**Source passage**

+++++

Gender in Ancient Cyprus: Narratives of Social Change on a Mediterranean Island.


Knapp, A. Bernard


Gender in Ancient Cyprus: Narratives of Social Change on a Mediterranean Island. By DIANE BOLGER. Walnut Creek, Cal.: ALTAMIRA PRESS, 2003. Pp. xvii + 268, illus. $34.95 (paper).

Recent attempts to engender Cypriot archaeology have not always engaged successfully with current feminist theory or with the now immense corpus of published research on gender, the body, and sexuality. Diane Bolger's new monograph represents a pioneering attempt to highlight the role of women and men in reconstructing the Cypriot past. She roams widely and delves deeply into gendered relations and gendered identities on prehistoric Cyprus, tackling such issues as domestic space, the life-cycle, labor and technology, ritual performance, social agency, and sexual ambiguity. Bolger is more confident when treating archaeological data that lie within her own realm of expertise (the earlier prehistory of Cyprus, especially the Chalcolithic periods), but she treats a span of nearly eight thousand years with a fluency and competence that instill admiration and warrant recognition. She offers up-to-date, succinct overviews of the current literature--archaeological and otherwise--on gender, feminist theory, agency (chapter 3), the life-cycle (chapter 4), childhood and adolescence (chapter 5), and mortuary ritual and practices (chapter 6). Chapter 8--"Who Tells the Story?"--reveals how the published literature in Cypriot archaeology (as in archaeologies the world round) has been and continues to be dominated by men, and is written from an androcentric perspective, one in which women and children have counted for little, and where the "big issues"--social complexity, rise of the state, production and exchange, ritual and ideology--are still tackled by men, and are concerned primarily with men alone, whether implicitly (ungendered "elites") or explicitly (farmers, warriors, kings, priests).

+++++

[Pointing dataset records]
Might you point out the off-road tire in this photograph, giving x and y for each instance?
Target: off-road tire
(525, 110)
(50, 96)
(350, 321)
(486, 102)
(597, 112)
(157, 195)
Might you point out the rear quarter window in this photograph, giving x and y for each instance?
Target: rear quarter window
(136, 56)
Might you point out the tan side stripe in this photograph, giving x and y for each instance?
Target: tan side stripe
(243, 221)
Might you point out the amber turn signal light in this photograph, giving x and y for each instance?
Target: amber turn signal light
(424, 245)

+++++

**Goal of the exercise**
Please decide whether each statement agrees with the book review above, answering yes or no and quoting the exact words from the review that settle it. (a) The monograph came out from AltaMira Press in 2003. (b) The reviewer places Bolger's own expertise in the Late Bronze Age of Cyprus. (c) Chapter 6 of the monograph deals with childhood and adolescence.

**Answer to the problem**
(a) Yes: "ALTAMIRA PRESS, 2003"
(b) No: "(the earlier prehistory of Cyprus, especially the Chalcolithic periods)"
(c) No: "childhood and adolescence (chapter 5), and mortuary ritual and practices (chapter 6)"